# RECORDS FOR THIS EXERCISE:
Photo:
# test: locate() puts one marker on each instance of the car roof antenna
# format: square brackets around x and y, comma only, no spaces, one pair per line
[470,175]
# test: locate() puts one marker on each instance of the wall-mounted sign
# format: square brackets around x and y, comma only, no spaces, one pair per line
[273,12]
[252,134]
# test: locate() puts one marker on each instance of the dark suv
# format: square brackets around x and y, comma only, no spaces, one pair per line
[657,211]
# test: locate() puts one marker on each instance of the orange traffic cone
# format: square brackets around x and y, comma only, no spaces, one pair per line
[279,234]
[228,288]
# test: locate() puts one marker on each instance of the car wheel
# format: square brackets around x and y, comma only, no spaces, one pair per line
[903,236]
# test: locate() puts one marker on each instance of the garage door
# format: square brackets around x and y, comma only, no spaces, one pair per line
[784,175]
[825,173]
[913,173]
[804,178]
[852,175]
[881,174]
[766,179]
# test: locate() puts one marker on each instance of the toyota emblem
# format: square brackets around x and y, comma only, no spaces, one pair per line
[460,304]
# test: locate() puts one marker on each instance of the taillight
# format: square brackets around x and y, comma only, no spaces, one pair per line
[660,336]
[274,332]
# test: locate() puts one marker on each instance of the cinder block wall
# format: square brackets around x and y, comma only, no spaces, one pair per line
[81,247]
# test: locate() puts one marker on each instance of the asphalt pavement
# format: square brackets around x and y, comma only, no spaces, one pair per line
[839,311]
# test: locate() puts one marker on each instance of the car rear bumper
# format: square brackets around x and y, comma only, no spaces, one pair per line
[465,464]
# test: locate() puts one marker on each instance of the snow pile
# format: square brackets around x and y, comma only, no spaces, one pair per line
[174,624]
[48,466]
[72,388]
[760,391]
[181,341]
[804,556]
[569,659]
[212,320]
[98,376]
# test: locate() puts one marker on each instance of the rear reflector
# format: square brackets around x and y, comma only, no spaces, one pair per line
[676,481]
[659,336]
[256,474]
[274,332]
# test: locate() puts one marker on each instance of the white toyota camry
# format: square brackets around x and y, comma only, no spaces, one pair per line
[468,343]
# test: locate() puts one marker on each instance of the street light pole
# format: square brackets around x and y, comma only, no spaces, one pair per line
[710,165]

# WHAT YOU NEED TO DO:
Extract every entry above as it appears.

# CORRECT RESULT:
Photo:
# test: locate() puts one marker on each instance of the car roof antenna
# format: square brackets around x and y, comma only, no spaces, one pair per line
[470,175]
# test: locate() puts one marker on each instance of the wall-mounted sign
# format: square brackets around x and y, comma only, no spaces, one pair per line
[273,12]
[252,134]
# test: locate() puts one marker on each instance of the dark suv
# format: square brackets around x and y, comma only, no spaces, one pair per line
[657,211]
# test: locate() puts one marker on each instance of the orange traffic cone
# format: square brackets around x and y, comma only, no spaces, one pair per line
[279,234]
[228,288]
# test: locate() puts one marker on each instance of the car wheel
# format: square brackets around x and y, comma only, no spaces, one pair per line
[903,236]
# test: locate() puts one marker on each instance of the garage door
# format: square brackets around x and y, comma only, no spaces, one pair per line
[784,175]
[825,173]
[913,173]
[804,178]
[852,175]
[881,174]
[766,179]
# test: locate() puts one marker on each instance of the toyota emblem
# format: square brackets around x and y, comma only, no spaces, one pair per line
[460,304]
# test: locate() puts one marker on each instance of the taillight
# format: square brackets around x and y, comma only, no spaces, one pair per line
[660,336]
[274,332]
# test: locate() puts one marker on each instance of the cinder block wall
# format: square brackets around x and y, comma only, no spaces, one pair per line
[81,247]
# test: locate() puts one marker on each instance of the asphalt pavement
# format: square brackets around x and y, comma only, no spaces, one pair per line
[839,311]
# test: locate() puts one marker on each instance of the car rear bumper
# format: square brackets around x and y, comma only, no spaces, one pair per line
[465,464]
# test: locate() puts one marker on each instance of the snow pile
# format: square brackets around x and y, comma only, no spaces, one pair per line
[174,624]
[48,466]
[72,388]
[760,391]
[181,341]
[804,556]
[569,659]
[212,320]
[98,376]
# test: locate() puts one marker on each instance of the rear reflector
# format: square brackets around x and y, comma only, no spaces, one pair per line
[676,481]
[659,336]
[256,474]
[274,332]
# test: locate() puts one marker on each instance of the white toyota camry
# format: square brackets around x and y, comma only, no spaces, one pair per line
[468,343]
# test: locate() puts one marker on each instance of the street light pole
# format: square brackets around x and y, comma only, no spaces, one pair per line
[710,165]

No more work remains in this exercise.